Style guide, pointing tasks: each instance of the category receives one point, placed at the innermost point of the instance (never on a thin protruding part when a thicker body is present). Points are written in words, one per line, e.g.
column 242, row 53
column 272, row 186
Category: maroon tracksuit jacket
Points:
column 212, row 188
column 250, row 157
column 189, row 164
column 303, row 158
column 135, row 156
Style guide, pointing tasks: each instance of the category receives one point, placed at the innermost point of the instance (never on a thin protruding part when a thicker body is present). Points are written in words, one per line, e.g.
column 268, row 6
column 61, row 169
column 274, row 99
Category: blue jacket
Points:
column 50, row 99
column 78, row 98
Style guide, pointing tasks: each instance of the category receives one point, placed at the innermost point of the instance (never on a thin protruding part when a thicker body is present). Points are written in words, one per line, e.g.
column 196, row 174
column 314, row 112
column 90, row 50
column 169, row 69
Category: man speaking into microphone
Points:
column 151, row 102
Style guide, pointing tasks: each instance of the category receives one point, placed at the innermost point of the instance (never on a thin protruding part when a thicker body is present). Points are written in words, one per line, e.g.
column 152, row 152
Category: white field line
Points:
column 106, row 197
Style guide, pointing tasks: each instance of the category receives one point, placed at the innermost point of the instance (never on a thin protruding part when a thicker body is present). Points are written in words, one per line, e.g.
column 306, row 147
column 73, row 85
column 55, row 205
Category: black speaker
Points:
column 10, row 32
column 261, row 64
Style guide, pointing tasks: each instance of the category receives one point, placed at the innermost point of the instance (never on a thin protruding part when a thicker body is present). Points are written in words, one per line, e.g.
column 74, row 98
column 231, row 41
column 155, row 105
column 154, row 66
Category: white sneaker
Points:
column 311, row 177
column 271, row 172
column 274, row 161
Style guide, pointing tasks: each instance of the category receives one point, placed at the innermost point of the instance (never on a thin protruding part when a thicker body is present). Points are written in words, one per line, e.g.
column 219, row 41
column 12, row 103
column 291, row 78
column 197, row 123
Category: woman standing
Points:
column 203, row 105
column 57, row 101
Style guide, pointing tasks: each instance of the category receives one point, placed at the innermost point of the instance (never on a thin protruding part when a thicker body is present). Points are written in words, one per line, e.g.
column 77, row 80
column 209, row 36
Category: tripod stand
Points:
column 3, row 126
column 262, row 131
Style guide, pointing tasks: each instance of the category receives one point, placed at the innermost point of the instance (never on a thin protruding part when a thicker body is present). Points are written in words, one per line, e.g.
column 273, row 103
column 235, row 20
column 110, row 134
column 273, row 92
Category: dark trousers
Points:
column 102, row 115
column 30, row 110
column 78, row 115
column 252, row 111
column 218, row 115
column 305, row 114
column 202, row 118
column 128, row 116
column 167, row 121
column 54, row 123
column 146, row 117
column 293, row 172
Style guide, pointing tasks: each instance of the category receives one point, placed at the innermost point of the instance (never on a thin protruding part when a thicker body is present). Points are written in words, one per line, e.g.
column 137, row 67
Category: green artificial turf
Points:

# # #

What is needed: Restate the listing in full, word for word.

Result of the task:
Style guide, pointing tasks: each instance of the category receives one point, placed at the innermost point of the instance (never on a thin protruding part when a thicker body is present). Points are written in words, one per line, e.g.
column 242, row 53
column 272, row 186
Category: maroon tracksuit jacket
Points:
column 212, row 188
column 250, row 157
column 189, row 164
column 303, row 158
column 135, row 156
Style guide, pointing tasks: each instance of the category receives one point, placed at the innermost point of the instance (never on a thin protruding part when a thicker body is present). Points are written in words, one per line, e.g.
column 268, row 6
column 61, row 169
column 274, row 99
Category: blue jacket
Points:
column 50, row 99
column 78, row 98
Style guide, pointing tasks: each instance of the category receives one point, placed at the innermost point of the instance (never on a thin protruding part when a thicker body is present). Points are written in words, one per line, e.g.
column 196, row 174
column 314, row 112
column 90, row 50
column 169, row 69
Category: man speaking into microphone
Points:
column 151, row 102
Style guide, pointing tasks: each instance of the category receives one point, placed at the innermost point of the instance (never on a thin protruding part when a thicker body is present). Points are written in words, one per line, e.g.
column 152, row 152
Category: white field line
Points:
column 106, row 197
Style guide, pointing tasks: each instance of the category receives one point, placed at the innermost point of the instance (never on a thin protruding part when a thicker body is present). Points are written in words, one per line, e.g.
column 306, row 147
column 73, row 85
column 55, row 205
Category: black speaker
Points:
column 10, row 32
column 261, row 64
Style guide, pointing tasks: each instance of the category receives one point, placed at the innermost point of the instance (never on a thin protruding part when a thicker body is present). Points are written in words, one per line, e.g.
column 74, row 98
column 231, row 41
column 155, row 105
column 154, row 66
Category: white sneaker
Points:
column 311, row 177
column 271, row 172
column 274, row 161
Style guide, pointing tasks: each instance of the category receives one point, placed at the innermost point of the instance (never on a thin protruding part when a thicker body is present). Points are written in words, one per line, e.g.
column 219, row 41
column 12, row 103
column 291, row 78
column 197, row 123
Category: woman standing
Points:
column 203, row 105
column 57, row 101
Style guide, pointing tasks: each instance of the category receives one point, placed at the innermost point of the instance (never on a thin protruding part when a thicker body is present). Points are written in words, one per line, e.g.
column 77, row 80
column 209, row 36
Category: tripod stand
Points:
column 3, row 126
column 262, row 131
Style guide, pointing tasks: each instance of the category receives one point, placed at the innermost point of the instance (never on a thin protruding part when a thicker body is present). Points are written in words, one per line, e.g.
column 273, row 103
column 235, row 20
column 110, row 134
column 273, row 92
Category: dark trousers
Points:
column 102, row 115
column 30, row 110
column 78, row 115
column 252, row 111
column 218, row 115
column 305, row 114
column 202, row 118
column 128, row 116
column 167, row 121
column 54, row 123
column 146, row 117
column 293, row 172
Style guide, pointing tasks: each instance of the category receives one point, placed at the innermost point of the instance (never on a thin protruding part when a thicker body is present). Points are written in words, one per line, e.g.
column 137, row 67
Category: green artificial turf
Points:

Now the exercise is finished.